Direction 1
Please write out everything in the thread about S3 storage costs from "I store many" down to "once a month.".

Excerpt

-1

I store many (>10M) small objects in S3. Each object is rather small (~5KB). While the storage costs are acceptable, I realised that request costs are becoming very high. Uploading the 10M objects costs 50$, which is a bit expensive.

Is there a way to upload new data more cost-effectively? I'm open to using other services as well. The usage is roughly: upload new versions once a year, download potentially once a month.

I found this question when researching, but it is from 10 years ago, so I was wondering if something changed.

Rizhiy
  • 775
  • 1
  • 9
  • 31

1 Answers1

1

The average size 5kb is rather small for S3. You'll face latency, performance, and cost issues down the road. Consider either of 2 solutions:

  • Consolidate data into bigger chunks (S3 is optimal at hundreds of megabytes range). You can keep publishing with small packets of data, but regularly aggregate them into bigger objects used later.

Data to process
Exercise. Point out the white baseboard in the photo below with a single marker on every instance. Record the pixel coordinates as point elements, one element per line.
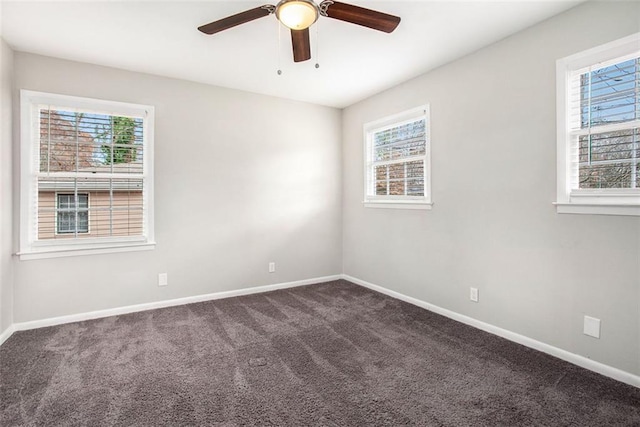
<point>7,333</point>
<point>606,370</point>
<point>158,304</point>
<point>592,365</point>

Direction 2
Edit the records so that "white baseboard" reads "painted skirting board", keeping every other word as it stands, and omit the pictures from your version.

Right answer 1
I store many (>10M) small objects in S3. Each object is rather small (~5KB). While the storage costs are acceptable, I realised that request costs are becoming very high. Uploading the 10M objects costs 50$, which is a bit expensive.

Is there a way to upload new data more cost-effectively? I'm open to using other services as well. The usage is roughly: upload new versions once a year, download potentially once a month.

Right answer 2
Exercise. Point out the painted skirting board in the photo below with a single marker on every instance. Record the pixel coordinates as point elements, one element per line.
<point>7,333</point>
<point>606,370</point>
<point>158,304</point>
<point>592,365</point>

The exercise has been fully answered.